## Exercise directions
According to the text on Sections 80C and 80D, what increase in the maximum deduction limit under Section 80C do the wishlists demand?

## Text for analysis
====================
Of the several deductions that a taxpayer can claim from his or her total income to reduce the tax outgo, Sections 80C and 80D are probably the most used ones. And the buzz is that the Interim Budget tomorrow may have good news on both fronts.
Every individual or Hindu Undivided Family can claim a deduction on payment of medical insurance premiums in a fiscal, which is over and above the benefits under Section 80C. According to Cleartax, an individual can claim a deduction of up to Rs 25,000 for the insurance of self, spouse, and dependent children. If you have taken medical cover for your parents, you are eligible for higher deductions – to the extent of Rs 25,000, if they are less than 60 years of age, or Rs 50,000 if your parents are senior citizens. The last budget had increased the Section 80D deduction for senior citizens from Rs 30,000 to Rs 50,000.
Given that medical inflation is pegged to be growing at 14-16%, this is a prudent tax-saving investment to take care of unforeseen healthcare expenses. But experts say that the current limit is not enough for a family with children, especially with lifestyle diseases on the rise. Hence, there is a strong case for raising the deduction ceiling. It will also motivate Indians to seriously look at medical insurance – reportedly only 20% of the population boasts some kind of health cover, making India one of the world’s least insured nations.
The buzz is that the government may give in to this demand in the upcoming budget, especially given its focus on healthcare. “Up to last year, medical reimbursements by the employer up to 15,000 were eligible for tax deduction under the head salary. Even this deduction was withdrawn by the Finance Act 2018 on pretext of standard deduction. The cost of medical care is massive and the government should consider introducing the deductions for a taxpayer below 60 years of age to cover the medical expenses incurred by him or her,” Naveen Wadhwa, DGM, Taxmann.com told NDTV.
The wishlists of the common man and industry bodies have another thing in common: A demand for an increase in the maximum deduction limit under Section 80C from Rs 1.5 lakh to Rs 2 lakh. The current 80C limit hardly provides any relief in the face of rising cost of living and inflation. Moreover, for most people, it quickly gets exhausted through expenses such as tuition fees, provident fund contributions and payments made against home loan principal. This leaves little room to save through permissible investments such as five-year notified tax-saving bank deposits, Public Provident Fund (PPF), National Savings Certificate (NSC), equity-linked savings schemes (ELSS), subscription to notified securities and deposits schemes, and more.
Assuming this wish is granted tomorrow, those with income up to Rs 5 lakh, who fall in the 5% slab, will reportedly save tax up to Rs 2,500. But those falling in the 20% and 30% tax brackets stand to save around Rs 10,000 and Rs 15,000, respectively.
====================
## Source information

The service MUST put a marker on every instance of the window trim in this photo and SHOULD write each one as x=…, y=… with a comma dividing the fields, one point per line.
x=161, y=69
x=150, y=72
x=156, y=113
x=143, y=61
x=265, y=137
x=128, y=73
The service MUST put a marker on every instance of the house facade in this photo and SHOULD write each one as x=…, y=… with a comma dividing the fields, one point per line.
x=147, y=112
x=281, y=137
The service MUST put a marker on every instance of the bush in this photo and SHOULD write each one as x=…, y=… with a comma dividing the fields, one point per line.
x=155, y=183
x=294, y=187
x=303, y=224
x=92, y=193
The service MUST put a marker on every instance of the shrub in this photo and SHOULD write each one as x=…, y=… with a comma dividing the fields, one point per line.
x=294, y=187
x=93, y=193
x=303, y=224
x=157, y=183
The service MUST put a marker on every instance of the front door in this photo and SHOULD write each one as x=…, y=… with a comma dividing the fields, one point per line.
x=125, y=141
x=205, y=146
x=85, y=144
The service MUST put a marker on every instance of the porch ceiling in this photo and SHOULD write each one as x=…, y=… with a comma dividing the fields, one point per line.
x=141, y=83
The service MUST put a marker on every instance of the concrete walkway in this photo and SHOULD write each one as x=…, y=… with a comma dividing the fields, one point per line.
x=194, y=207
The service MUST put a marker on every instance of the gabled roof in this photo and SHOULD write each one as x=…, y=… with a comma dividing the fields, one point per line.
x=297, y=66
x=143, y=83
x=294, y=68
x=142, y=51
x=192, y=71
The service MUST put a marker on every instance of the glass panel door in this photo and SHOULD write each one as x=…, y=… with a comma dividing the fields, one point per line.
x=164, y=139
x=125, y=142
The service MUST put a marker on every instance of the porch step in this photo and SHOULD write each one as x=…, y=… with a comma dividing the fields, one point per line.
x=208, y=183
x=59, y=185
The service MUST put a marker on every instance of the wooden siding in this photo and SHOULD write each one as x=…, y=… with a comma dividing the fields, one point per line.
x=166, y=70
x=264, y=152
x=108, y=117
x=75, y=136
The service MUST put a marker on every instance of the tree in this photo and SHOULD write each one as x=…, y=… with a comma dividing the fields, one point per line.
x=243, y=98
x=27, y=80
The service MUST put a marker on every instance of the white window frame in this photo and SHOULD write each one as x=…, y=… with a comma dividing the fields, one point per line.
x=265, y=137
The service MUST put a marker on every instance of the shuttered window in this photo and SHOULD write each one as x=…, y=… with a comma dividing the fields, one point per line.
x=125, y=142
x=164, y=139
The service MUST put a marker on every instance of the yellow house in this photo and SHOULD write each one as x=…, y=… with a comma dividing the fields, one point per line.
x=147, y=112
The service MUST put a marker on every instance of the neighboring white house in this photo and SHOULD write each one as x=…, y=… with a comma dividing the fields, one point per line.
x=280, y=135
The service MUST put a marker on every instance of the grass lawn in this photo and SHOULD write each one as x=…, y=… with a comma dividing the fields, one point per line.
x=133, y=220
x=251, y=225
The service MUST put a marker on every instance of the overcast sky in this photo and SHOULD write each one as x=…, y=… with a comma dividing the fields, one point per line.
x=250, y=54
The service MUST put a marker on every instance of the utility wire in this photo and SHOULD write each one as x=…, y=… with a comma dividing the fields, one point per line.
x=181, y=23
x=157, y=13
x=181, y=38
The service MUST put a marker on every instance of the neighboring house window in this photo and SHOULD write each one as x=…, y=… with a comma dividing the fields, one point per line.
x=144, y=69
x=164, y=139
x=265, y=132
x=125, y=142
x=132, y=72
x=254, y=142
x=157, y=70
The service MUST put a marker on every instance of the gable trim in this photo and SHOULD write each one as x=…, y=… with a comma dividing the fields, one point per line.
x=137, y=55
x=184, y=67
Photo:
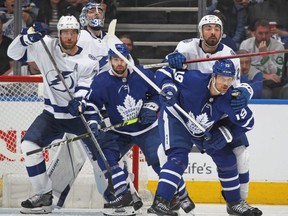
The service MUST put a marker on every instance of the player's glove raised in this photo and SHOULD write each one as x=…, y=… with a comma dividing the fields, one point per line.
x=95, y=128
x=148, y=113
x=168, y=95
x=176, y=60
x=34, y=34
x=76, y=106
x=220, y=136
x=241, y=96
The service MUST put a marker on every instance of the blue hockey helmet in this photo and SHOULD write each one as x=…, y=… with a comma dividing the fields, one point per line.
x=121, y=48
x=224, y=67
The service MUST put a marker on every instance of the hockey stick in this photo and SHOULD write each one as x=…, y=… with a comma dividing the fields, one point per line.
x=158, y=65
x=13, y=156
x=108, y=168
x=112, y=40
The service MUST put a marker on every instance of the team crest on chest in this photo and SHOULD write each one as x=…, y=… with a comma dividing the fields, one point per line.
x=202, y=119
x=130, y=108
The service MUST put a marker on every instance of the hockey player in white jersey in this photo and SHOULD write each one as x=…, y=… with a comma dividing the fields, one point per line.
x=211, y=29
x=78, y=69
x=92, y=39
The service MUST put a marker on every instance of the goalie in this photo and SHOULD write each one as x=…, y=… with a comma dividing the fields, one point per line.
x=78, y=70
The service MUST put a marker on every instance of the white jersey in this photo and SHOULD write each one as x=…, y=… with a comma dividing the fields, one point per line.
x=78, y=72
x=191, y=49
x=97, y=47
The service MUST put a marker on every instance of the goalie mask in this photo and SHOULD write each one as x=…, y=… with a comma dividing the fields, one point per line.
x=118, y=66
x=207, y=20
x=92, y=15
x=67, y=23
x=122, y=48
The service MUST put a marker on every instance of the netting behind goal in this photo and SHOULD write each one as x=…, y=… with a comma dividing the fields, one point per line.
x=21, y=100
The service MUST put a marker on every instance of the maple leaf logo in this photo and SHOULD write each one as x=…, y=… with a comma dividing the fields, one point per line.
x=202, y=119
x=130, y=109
====================
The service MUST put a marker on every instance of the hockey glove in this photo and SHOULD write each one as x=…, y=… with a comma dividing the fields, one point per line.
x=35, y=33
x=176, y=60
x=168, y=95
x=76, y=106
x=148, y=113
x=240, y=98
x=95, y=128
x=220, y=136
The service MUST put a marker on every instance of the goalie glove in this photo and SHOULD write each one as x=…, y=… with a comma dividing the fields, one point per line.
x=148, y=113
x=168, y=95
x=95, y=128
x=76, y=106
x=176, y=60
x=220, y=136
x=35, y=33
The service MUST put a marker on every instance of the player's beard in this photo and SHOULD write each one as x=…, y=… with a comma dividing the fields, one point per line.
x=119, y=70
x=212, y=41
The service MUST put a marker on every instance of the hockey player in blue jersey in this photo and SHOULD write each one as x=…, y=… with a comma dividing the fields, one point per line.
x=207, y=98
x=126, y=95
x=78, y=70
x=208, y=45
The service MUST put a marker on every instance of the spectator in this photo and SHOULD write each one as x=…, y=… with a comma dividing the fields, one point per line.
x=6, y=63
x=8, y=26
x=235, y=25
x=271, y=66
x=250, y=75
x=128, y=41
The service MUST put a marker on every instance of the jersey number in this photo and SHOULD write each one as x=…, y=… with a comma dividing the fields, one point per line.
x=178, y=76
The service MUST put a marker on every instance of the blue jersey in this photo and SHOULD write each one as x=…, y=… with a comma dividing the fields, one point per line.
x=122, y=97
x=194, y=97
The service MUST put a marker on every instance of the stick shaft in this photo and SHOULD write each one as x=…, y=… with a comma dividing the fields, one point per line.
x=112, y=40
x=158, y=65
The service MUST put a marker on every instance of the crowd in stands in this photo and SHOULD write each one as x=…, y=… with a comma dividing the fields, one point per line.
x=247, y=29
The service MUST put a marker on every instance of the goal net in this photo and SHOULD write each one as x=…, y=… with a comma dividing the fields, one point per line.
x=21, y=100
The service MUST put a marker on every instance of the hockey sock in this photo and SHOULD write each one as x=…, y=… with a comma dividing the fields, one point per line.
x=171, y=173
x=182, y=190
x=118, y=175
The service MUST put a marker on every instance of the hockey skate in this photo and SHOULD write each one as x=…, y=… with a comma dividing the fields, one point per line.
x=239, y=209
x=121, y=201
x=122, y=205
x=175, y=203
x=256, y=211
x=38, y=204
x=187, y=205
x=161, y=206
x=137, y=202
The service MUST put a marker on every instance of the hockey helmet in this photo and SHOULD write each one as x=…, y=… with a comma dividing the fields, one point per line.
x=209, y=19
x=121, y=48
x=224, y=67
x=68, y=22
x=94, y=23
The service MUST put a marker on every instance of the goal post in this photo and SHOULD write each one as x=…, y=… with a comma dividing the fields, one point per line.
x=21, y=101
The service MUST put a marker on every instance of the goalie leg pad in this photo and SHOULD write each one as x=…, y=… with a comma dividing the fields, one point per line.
====================
## Result
An increase from Rs 1.5 lakh to Rs 2 lakh.